DATA IN THIS EXERCISE:

-- Opening Marker --

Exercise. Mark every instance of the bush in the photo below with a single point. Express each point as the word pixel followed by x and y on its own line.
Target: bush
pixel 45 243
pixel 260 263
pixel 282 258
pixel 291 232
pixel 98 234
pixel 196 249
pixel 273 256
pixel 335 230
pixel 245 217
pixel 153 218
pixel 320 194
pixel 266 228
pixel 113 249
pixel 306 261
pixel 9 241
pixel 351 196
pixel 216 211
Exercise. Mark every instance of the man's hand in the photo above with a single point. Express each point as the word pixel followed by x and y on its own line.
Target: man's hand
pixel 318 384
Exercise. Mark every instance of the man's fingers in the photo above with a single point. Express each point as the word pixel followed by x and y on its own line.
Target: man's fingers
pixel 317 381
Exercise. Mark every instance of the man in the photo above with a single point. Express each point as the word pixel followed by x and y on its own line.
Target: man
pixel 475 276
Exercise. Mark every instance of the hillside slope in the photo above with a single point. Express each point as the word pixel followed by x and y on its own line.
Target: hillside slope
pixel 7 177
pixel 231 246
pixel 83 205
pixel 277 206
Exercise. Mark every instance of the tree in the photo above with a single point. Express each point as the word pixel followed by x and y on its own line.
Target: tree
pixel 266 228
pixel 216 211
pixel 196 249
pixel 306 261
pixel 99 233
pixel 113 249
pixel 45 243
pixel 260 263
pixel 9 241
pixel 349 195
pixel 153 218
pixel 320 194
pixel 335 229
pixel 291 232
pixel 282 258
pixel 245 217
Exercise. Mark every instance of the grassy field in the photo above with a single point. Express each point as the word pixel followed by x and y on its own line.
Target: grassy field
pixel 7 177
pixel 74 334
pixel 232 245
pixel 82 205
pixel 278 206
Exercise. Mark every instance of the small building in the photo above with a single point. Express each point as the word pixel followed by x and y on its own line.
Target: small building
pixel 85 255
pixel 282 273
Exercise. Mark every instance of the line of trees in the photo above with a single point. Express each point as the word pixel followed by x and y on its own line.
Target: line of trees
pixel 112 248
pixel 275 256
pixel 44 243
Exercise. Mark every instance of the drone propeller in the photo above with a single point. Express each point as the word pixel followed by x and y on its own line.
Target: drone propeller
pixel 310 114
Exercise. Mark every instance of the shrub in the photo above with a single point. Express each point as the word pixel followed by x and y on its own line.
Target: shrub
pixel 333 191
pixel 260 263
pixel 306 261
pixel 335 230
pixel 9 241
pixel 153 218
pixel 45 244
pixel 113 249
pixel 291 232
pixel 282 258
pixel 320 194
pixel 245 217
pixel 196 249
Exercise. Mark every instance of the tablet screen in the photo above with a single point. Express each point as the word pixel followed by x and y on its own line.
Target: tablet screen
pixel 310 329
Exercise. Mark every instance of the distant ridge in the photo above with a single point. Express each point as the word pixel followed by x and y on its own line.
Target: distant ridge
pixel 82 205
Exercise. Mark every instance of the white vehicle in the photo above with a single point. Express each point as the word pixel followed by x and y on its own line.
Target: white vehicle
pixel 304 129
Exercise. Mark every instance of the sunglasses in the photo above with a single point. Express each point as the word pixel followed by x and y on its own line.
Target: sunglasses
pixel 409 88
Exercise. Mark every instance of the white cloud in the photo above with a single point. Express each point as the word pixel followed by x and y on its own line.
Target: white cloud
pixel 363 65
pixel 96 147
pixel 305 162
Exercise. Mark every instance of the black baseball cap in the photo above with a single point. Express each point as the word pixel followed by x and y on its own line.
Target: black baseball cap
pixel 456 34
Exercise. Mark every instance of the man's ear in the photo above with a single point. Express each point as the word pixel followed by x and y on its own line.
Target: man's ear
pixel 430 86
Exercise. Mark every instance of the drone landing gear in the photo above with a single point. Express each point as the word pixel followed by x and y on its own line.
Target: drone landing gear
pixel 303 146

-- Closing Marker --

PROBLEM DETAILS:
The entries above need to be repeated in full, exactly as written.

SOLVED EXERCISE:
Exercise. Mark every instance of the bush in the photo below with a single point. Express each point as the word pixel followed by x and y on its own line.
Target: bush
pixel 45 243
pixel 260 263
pixel 282 258
pixel 291 232
pixel 98 234
pixel 196 249
pixel 273 256
pixel 335 230
pixel 245 217
pixel 153 218
pixel 320 194
pixel 266 228
pixel 113 249
pixel 306 261
pixel 9 241
pixel 351 196
pixel 216 211
Exercise. Mark every instance of the man's hand in the photo above with a single point. Express each point as the word pixel followed by x and y on its own line.
Target: man's hand
pixel 318 384
Exercise. Mark every instance of the man's fingers in the photo above with a single point. Express each point as the word pixel followed by x and y on its own line.
Target: man's fingers
pixel 317 381
Exercise. Mark every instance of the man in the photo above with a single point. Express each point as the word pixel followed by x and y on its own line.
Target: man
pixel 475 276
Exercise. Mark every instance of the hillside slope in the photo above with a single point. Express each point as the word pixel followed by x and y on its own line.
Target: hillside slope
pixel 7 177
pixel 231 246
pixel 83 205
pixel 277 206
Exercise. Mark every instance of the tree in the photo above with a single point. Express each point as the word pixel followed by x and y on its own line.
Target: tree
pixel 266 228
pixel 216 211
pixel 196 249
pixel 306 261
pixel 99 233
pixel 113 249
pixel 45 243
pixel 260 263
pixel 9 241
pixel 349 195
pixel 153 218
pixel 320 194
pixel 335 229
pixel 291 232
pixel 282 258
pixel 245 217
Exercise. Mark every instance of the grassy field in the photo above with a single point. Express each point as the word pixel followed by x and y on its own line.
Target: grassy field
pixel 7 177
pixel 74 334
pixel 232 245
pixel 82 205
pixel 278 206
Exercise. Mark every instance of the small building in the photo above with a single point. Express each point as the word pixel followed by x and y on its own line.
Target: small building
pixel 85 255
pixel 282 273
Exercise. Mark every instance of the line of trees in the photo above with a single point. Express each point as the word pixel followed by x and y on its own line.
Target: line of trees
pixel 112 248
pixel 275 256
pixel 44 243
Exercise. Mark every instance of the drone propeller in the photo above with a single point. Express each point as the word pixel followed by x and y on its own line.
Target: drone propeller
pixel 310 114
Exercise. Mark every instance of the shrub in the photo above with a single point. Express each point as the word pixel followed by x and y on its own line.
Target: shrub
pixel 333 191
pixel 260 263
pixel 306 261
pixel 335 230
pixel 9 241
pixel 153 218
pixel 45 244
pixel 113 249
pixel 291 232
pixel 282 258
pixel 320 194
pixel 245 217
pixel 196 249
Exercise. Mark every instance of the tablet screen in the photo above with a single point. Express each point as the word pixel followed by x and y on its own line.
Target: tablet screen
pixel 310 329
Exercise. Mark every instance of the distant ridge in the photo above with a single point. Express each point as the word pixel followed by x and y on its own line.
Target: distant ridge
pixel 82 205
Exercise. Mark every instance of the white vehicle in the photo above with a single point. Express each point as the word pixel followed by x and y on its own line.
Target: white vehicle
pixel 304 129
Exercise. Mark every instance of the sunglasses in the photo above with a single point. Express each point as the word pixel followed by x and y on its own line.
Target: sunglasses
pixel 409 88
Exercise. Mark every instance of the white cloud in the photo above with a single point. Express each point as the word pixel followed by x and y on its own line.
Target: white cloud
pixel 363 65
pixel 96 147
pixel 305 162
Exercise. Mark every instance of the black baseball cap in the photo above with a single point. Express each point as the word pixel followed by x and y on its own line.
Target: black baseball cap
pixel 456 34
Exercise. Mark every instance of the man's ear in the photo above with a single point. Express each point as the word pixel followed by x and y on its own line.
Target: man's ear
pixel 430 86
Exercise. Mark every instance of the drone landing gear in the photo above with a single point. Express each point as the word pixel followed by x and y on its own line.
Target: drone landing gear
pixel 303 146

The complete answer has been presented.